- _SOURCE TEXT_:
┌──

Mexico City — A small Texas town just across the border from Mexico is the testing ground for Starship, the hulking spacecraft that Elon Musk hopes will one day ferry people to Mars.
In recent months, multiple test launches have ended in explosions, causing debris to rain down on both countries and in the Gulf of Mexico.
Mexican scientists say the wreckage is killing wildlife, including dolphins, sea turtles and fish.
Amid growing pressure from her constituents, Mexican President Claudia Sheinbaum said this week that her government is investigating the “security and environmental” effects of Musk’s rockets and has found that “there is indeed contamination,” a charge Musk’s company denies.
Sheinbaum said her government is trying to determine whether SpaceX has violated international laws and said Mexico will file “necessary lawsuits.”
Her statements come amid heightened tensions between the U.S. and Mexico on security, migration and the economy. President Trump’s tariffs on Mexican imports and threats of U.S. drone strikes on cartel targets have sparked a surge of nationalism here.
Musk, a billionaire who is also the CEO of Tesla and the owner of X, is closely allied with the U.S. administration, having donated more than a quarter-billion dollars to help elect Trump. For several months this year he was the informal head of Trump’s Department of Government Efficiency.

└──

- _GIVEN DATA_:

┌──

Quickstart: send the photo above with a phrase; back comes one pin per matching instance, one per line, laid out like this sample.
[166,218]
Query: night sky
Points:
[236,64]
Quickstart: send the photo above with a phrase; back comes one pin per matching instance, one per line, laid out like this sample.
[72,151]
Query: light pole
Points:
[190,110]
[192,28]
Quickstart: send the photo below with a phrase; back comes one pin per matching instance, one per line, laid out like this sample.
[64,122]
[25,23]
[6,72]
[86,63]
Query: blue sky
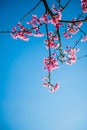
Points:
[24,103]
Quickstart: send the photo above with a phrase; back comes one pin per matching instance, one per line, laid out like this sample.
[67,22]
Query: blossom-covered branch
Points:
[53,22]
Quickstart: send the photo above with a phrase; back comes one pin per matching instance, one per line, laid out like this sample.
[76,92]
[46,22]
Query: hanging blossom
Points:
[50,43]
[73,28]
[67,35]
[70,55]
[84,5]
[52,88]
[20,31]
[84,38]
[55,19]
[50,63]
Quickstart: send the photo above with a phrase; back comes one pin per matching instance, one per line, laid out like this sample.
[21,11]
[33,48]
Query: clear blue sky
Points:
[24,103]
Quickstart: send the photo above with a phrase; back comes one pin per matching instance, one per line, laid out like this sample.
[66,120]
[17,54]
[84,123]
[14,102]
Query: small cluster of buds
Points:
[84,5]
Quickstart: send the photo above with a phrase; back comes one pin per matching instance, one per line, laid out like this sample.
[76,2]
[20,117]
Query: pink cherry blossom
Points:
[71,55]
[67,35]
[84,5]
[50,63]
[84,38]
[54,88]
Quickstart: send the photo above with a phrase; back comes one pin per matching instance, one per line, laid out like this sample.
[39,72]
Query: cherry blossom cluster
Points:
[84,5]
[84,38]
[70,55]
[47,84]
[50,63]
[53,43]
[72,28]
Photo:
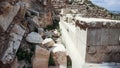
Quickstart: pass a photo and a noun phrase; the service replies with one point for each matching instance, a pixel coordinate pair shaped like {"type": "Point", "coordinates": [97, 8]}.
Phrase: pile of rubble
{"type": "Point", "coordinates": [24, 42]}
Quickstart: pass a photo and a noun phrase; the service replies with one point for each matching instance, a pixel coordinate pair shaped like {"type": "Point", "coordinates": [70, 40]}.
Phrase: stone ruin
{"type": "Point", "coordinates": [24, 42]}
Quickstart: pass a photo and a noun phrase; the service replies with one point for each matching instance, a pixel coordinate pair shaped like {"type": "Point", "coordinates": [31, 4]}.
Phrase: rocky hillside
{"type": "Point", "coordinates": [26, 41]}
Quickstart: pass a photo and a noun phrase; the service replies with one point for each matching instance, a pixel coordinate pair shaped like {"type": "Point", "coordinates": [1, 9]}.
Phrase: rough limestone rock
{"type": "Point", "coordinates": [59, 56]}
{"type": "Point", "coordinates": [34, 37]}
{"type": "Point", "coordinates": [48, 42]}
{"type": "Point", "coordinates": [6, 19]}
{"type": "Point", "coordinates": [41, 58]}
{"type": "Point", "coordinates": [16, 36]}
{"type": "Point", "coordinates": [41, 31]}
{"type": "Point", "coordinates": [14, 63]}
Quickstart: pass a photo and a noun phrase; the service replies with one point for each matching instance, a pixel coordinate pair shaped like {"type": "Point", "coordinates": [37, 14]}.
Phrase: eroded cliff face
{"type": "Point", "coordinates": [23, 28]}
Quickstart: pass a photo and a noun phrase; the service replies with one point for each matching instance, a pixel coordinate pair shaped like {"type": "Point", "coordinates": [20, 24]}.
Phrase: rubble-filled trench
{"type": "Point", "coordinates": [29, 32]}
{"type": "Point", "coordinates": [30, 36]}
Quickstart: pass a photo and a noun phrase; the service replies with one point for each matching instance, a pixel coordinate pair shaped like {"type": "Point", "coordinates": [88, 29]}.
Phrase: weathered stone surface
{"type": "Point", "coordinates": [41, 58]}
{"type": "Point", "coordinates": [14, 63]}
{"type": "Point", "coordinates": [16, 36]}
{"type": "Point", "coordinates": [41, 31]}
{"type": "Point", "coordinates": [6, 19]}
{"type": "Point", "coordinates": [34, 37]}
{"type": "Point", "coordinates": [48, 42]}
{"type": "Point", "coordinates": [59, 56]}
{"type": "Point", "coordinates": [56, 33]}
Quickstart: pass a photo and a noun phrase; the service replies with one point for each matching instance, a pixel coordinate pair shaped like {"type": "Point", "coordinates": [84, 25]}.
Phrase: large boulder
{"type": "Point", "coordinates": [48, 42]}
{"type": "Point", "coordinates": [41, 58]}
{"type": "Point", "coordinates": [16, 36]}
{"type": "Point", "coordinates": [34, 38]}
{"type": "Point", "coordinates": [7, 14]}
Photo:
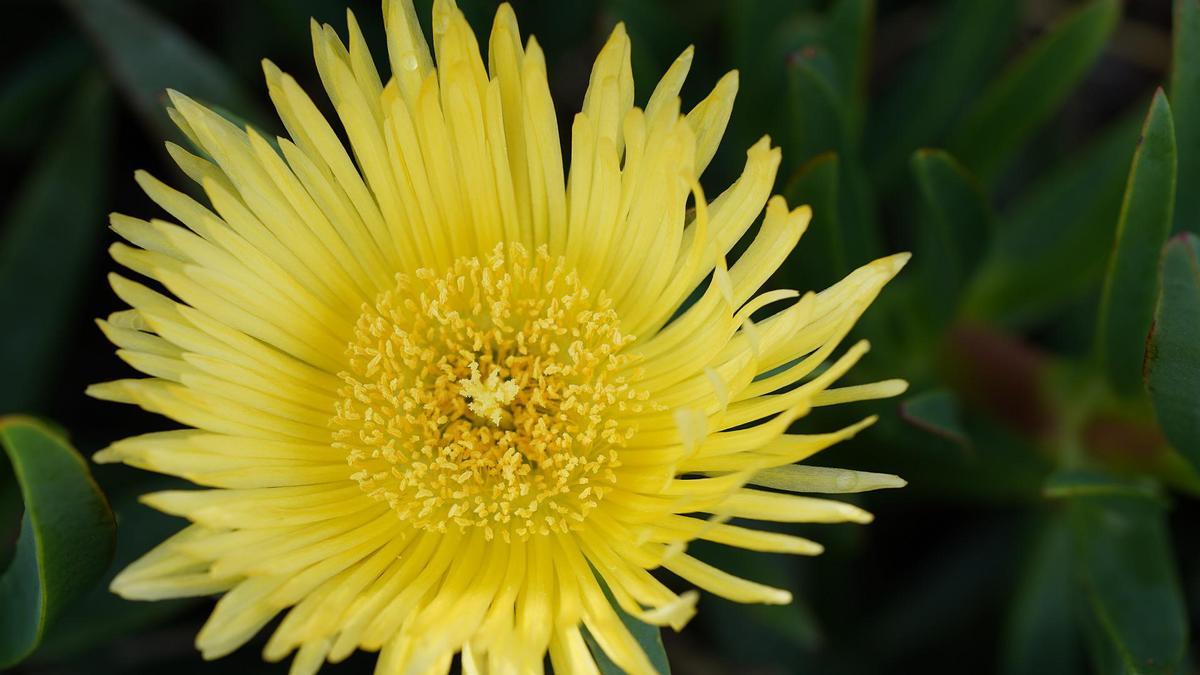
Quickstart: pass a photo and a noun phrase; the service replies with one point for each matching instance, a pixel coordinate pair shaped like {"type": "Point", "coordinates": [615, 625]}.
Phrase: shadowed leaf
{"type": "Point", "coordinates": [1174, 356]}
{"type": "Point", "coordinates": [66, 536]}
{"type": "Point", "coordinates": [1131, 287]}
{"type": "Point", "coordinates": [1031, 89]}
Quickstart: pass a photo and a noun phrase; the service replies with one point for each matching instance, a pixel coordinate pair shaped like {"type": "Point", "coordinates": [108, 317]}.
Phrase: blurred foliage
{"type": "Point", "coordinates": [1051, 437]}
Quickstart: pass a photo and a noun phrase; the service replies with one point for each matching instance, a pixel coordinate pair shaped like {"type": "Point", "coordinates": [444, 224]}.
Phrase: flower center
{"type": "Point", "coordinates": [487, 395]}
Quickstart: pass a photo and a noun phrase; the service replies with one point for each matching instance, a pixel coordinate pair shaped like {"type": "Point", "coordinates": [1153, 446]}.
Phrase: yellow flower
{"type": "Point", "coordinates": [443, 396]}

└──
┌──

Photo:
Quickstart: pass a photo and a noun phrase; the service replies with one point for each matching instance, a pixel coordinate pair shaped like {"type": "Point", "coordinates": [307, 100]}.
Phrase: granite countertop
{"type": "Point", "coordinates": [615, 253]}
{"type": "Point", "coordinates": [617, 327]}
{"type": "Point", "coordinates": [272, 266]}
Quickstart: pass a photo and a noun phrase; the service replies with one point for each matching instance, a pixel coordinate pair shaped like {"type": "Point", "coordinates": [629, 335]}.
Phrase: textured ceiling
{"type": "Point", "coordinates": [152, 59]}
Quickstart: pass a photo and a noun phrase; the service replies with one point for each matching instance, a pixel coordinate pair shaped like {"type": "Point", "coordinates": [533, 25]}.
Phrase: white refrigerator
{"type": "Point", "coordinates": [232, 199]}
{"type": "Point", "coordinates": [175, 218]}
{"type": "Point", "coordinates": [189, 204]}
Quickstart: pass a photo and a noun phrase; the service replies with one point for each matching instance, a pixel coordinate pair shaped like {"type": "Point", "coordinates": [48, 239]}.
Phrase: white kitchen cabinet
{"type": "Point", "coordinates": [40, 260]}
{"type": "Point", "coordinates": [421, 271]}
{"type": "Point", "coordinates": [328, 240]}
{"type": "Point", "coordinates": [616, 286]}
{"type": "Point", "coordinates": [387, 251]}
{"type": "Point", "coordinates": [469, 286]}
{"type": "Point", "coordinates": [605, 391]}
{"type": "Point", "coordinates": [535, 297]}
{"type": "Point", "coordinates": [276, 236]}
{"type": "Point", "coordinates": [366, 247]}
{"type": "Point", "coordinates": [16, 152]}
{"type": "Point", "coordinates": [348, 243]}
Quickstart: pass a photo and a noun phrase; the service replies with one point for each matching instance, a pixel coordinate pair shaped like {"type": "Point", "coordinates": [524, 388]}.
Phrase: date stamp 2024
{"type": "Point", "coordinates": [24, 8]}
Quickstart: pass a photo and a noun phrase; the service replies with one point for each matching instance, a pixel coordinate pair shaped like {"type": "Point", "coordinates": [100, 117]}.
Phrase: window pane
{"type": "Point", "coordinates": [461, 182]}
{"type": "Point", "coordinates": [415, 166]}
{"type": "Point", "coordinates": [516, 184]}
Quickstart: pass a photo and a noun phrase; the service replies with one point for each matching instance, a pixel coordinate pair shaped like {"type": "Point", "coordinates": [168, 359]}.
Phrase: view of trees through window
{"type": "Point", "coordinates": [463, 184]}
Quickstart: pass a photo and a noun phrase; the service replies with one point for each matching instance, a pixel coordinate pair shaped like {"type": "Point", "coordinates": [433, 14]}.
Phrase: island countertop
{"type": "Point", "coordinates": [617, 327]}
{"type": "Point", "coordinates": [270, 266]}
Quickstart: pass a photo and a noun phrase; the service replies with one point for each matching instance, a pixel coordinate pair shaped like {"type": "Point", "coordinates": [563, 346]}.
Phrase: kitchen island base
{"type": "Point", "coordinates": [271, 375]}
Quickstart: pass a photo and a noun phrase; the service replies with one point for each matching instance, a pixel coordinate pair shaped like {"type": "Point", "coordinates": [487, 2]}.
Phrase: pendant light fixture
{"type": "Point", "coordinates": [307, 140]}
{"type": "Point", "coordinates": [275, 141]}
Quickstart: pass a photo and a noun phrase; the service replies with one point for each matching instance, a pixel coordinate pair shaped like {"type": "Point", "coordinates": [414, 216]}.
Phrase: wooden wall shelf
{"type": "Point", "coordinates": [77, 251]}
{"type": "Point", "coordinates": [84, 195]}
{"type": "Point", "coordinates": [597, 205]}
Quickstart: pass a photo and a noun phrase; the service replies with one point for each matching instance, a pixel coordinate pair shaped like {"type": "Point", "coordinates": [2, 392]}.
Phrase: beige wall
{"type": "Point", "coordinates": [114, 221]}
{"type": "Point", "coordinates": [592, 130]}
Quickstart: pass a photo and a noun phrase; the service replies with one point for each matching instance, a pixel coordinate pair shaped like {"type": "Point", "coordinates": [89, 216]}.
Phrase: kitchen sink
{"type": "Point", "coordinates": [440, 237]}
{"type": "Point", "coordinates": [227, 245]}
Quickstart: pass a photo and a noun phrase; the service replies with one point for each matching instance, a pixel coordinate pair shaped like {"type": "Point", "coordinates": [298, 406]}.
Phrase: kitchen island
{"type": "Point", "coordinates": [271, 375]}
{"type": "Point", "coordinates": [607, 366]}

└──

- _EXERCISE_: Reproduce the text on SpaceX debris in Mexico between "Mexico City —" and "Musk’s company denies.", inclusive, changing "wreckage" to "debris".

- _EXERCISE SOLUTION_:
Mexico City — A small Texas town just across the border from Mexico is the testing ground for Starship, the hulking spacecraft that Elon Musk hopes will one day ferry people to Mars.
In recent months, multiple test launches have ended in explosions, causing debris to rain down on both countries and in the Gulf of Mexico.
Mexican scientists say the debris is killing wildlife, including dolphins, sea turtles and fish.
Amid growing pressure from her constituents, Mexican President Claudia Sheinbaum said this week that her government is investigating the “security and environmental” effects of Musk’s rockets and has found that “there is indeed contamination,” a charge Musk’s company denies.